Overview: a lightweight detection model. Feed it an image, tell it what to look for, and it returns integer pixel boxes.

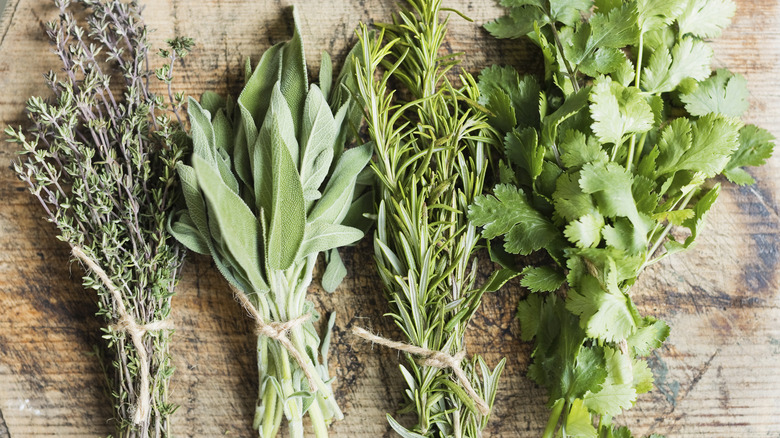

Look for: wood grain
[0,0,780,438]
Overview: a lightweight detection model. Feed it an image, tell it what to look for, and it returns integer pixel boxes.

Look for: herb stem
[542,398,564,438]
[550,20,580,93]
[640,189,696,264]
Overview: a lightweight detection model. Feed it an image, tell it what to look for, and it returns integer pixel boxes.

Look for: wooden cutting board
[0,0,780,438]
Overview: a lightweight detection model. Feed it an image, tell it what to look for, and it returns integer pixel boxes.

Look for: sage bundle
[172,7,371,437]
[354,0,504,437]
[5,0,192,437]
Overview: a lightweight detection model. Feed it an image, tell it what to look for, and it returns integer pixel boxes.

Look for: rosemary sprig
[355,0,504,437]
[5,0,192,437]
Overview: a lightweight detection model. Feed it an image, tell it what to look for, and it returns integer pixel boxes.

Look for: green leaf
[590,76,653,145]
[566,275,636,342]
[580,162,650,240]
[566,346,607,401]
[319,50,333,97]
[642,37,712,94]
[260,110,306,270]
[322,248,347,292]
[168,210,211,254]
[238,43,284,135]
[636,0,689,33]
[478,65,540,130]
[541,87,591,147]
[655,117,693,175]
[504,128,544,185]
[279,7,309,133]
[583,348,636,416]
[672,114,740,177]
[520,266,566,292]
[386,414,426,438]
[469,184,560,255]
[552,171,606,222]
[723,125,775,185]
[627,317,669,356]
[558,130,609,168]
[566,399,597,438]
[300,84,337,199]
[586,2,639,53]
[631,359,653,394]
[680,69,749,117]
[549,0,593,26]
[563,214,604,248]
[677,0,737,38]
[296,221,363,259]
[192,155,268,290]
[187,97,217,167]
[200,91,225,114]
[683,184,720,248]
[309,143,373,223]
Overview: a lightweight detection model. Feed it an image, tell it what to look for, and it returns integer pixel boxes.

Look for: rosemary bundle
[5,0,192,437]
[172,7,371,437]
[355,0,504,437]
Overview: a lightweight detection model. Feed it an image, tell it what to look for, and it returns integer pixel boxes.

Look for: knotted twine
[352,327,490,416]
[230,284,317,391]
[71,245,173,425]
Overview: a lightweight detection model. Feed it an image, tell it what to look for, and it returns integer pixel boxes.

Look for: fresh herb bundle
[355,0,504,437]
[171,7,371,437]
[5,0,192,437]
[470,0,774,437]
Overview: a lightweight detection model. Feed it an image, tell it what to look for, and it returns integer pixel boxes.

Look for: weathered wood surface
[0,0,780,438]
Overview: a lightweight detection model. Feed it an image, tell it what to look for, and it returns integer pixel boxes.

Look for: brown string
[352,327,490,416]
[71,246,173,424]
[230,284,317,391]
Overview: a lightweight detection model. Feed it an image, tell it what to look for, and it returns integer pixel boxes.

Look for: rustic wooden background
[0,0,780,438]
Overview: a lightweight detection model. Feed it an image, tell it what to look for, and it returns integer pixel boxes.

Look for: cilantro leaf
[627,317,669,356]
[583,347,637,416]
[469,184,560,255]
[642,37,712,94]
[723,125,775,185]
[563,214,604,248]
[636,0,687,33]
[566,275,636,342]
[520,266,566,292]
[680,69,749,117]
[590,76,653,144]
[677,0,737,38]
[566,399,598,438]
[671,114,740,177]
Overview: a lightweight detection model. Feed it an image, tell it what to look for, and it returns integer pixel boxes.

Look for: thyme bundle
[355,0,504,437]
[172,7,371,437]
[5,0,192,437]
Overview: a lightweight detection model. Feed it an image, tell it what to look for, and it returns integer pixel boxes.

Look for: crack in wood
[0,0,21,47]
[0,409,11,438]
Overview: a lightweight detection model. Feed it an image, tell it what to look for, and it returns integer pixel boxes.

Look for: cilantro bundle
[5,0,192,437]
[355,0,504,438]
[470,0,774,437]
[171,7,371,437]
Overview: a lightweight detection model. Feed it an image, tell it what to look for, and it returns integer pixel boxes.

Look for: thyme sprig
[355,0,504,437]
[5,0,192,437]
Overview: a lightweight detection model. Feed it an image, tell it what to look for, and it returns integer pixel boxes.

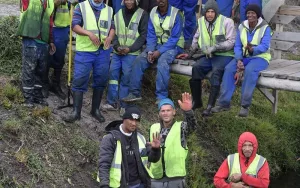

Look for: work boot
[189,79,203,110]
[202,86,220,116]
[50,83,67,100]
[239,107,249,117]
[90,89,105,123]
[211,106,230,113]
[50,69,67,100]
[33,87,49,106]
[121,93,142,102]
[64,91,83,123]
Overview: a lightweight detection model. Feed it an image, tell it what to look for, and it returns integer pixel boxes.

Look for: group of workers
[17,0,271,188]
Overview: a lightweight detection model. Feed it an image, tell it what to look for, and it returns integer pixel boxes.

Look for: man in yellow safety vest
[150,93,197,188]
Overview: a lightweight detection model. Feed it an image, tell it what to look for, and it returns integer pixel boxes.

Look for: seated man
[102,0,149,116]
[214,132,270,188]
[179,0,236,116]
[212,4,271,117]
[123,0,184,103]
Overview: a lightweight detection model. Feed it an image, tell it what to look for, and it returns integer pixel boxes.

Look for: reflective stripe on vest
[54,3,71,27]
[198,15,234,57]
[97,132,153,187]
[227,153,266,181]
[150,122,188,179]
[150,6,184,48]
[76,1,113,52]
[239,24,271,63]
[17,0,54,43]
[114,8,144,55]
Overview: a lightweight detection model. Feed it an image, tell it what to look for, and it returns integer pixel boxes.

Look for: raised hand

What you need to do
Identify each line in the listing above that contains the word "sprig" and copy those lines in full.

Result of this task
Look for: rosemary sprig
Look for: thyme sprig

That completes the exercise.